Image-grounded pointing data
+++

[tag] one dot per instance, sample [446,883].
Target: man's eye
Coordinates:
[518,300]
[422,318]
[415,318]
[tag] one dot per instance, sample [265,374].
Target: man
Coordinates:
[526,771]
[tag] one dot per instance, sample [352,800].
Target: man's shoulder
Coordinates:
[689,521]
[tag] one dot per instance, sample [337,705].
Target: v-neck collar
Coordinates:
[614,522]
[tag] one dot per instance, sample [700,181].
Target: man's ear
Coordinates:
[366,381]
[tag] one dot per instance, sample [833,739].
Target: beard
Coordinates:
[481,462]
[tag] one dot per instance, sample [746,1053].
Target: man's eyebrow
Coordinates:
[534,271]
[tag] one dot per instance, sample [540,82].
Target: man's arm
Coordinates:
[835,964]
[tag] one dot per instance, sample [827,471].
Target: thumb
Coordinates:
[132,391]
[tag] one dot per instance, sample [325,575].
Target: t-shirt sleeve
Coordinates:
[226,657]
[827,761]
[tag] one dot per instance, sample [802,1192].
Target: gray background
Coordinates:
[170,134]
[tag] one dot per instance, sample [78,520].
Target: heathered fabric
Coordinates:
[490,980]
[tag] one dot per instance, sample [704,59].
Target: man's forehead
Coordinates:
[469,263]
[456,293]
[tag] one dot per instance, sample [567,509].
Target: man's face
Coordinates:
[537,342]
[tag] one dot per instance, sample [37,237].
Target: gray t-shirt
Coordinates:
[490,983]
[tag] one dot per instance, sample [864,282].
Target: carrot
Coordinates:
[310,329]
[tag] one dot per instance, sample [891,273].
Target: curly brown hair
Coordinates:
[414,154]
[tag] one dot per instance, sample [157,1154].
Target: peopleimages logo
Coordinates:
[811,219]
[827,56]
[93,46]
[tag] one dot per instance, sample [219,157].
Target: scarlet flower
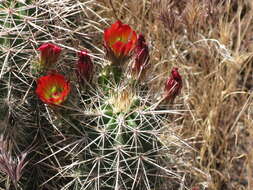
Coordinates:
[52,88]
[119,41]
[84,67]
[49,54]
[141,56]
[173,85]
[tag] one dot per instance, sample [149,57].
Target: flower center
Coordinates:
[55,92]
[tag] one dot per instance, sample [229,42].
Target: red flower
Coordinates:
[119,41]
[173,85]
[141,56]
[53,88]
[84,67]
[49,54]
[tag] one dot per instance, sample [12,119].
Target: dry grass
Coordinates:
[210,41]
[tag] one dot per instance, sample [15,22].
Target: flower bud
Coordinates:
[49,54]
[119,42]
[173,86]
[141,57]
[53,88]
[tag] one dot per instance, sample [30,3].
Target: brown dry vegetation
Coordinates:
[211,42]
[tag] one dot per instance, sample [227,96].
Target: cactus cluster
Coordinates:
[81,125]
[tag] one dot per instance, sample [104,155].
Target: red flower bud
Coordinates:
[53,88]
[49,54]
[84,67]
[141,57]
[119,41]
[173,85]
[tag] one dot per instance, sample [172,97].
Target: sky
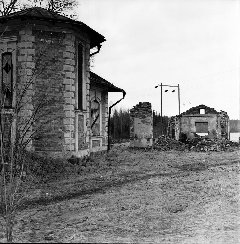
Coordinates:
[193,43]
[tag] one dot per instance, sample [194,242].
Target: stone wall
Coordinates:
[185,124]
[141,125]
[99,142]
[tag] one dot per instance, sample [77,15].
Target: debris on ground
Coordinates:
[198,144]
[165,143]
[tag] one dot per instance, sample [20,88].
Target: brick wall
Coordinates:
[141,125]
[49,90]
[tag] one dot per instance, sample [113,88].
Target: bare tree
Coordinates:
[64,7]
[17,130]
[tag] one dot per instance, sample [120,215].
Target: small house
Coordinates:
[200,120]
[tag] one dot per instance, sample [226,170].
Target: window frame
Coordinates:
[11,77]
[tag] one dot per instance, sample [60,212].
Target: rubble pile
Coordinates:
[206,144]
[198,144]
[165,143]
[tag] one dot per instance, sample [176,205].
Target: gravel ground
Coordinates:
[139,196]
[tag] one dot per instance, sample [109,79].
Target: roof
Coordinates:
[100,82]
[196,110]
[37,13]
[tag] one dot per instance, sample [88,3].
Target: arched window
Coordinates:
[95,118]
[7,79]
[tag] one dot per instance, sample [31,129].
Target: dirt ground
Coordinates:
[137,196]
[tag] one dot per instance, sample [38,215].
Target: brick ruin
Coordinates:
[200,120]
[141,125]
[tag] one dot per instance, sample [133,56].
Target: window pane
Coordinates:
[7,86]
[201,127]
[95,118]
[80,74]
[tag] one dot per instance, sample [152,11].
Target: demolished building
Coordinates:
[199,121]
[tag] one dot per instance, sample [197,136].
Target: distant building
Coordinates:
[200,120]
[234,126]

+++

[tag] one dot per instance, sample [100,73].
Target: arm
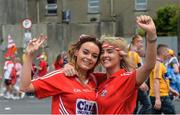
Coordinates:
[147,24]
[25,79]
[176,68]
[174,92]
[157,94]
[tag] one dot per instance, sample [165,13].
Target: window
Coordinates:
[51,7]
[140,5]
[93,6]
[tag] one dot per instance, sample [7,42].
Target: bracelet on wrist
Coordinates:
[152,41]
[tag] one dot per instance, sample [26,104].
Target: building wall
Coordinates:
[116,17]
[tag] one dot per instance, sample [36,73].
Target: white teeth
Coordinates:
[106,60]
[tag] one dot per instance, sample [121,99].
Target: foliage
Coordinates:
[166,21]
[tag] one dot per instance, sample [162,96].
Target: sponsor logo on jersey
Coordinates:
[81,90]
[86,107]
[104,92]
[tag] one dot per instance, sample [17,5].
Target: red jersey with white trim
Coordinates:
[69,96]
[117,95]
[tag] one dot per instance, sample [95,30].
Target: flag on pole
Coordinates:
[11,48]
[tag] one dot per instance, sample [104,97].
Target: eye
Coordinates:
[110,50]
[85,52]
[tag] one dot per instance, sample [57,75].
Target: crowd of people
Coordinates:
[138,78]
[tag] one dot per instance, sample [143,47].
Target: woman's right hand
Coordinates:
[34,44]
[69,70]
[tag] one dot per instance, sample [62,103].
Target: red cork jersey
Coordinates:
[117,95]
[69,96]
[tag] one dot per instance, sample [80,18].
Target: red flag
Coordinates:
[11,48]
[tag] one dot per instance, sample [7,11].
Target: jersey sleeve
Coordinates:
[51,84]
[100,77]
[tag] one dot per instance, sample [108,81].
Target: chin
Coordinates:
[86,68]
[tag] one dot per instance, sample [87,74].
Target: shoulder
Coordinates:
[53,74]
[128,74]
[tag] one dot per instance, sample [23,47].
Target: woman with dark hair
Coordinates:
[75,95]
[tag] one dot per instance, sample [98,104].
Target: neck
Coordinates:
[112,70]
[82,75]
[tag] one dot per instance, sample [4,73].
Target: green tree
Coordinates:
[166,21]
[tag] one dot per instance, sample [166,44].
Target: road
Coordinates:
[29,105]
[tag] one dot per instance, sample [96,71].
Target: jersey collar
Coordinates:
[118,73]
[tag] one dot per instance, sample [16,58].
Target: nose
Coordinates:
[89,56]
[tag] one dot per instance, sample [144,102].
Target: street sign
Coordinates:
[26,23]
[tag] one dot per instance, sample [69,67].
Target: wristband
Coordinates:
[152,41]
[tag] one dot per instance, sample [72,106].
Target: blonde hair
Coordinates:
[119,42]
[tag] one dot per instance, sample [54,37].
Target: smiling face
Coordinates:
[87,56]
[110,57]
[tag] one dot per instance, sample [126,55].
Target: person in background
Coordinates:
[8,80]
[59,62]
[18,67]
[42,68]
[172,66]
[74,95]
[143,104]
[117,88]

+++

Task to complete
In the data above, which lines have "gray"? Report each of them.

Result
Target: gray background
Target: gray t-shirt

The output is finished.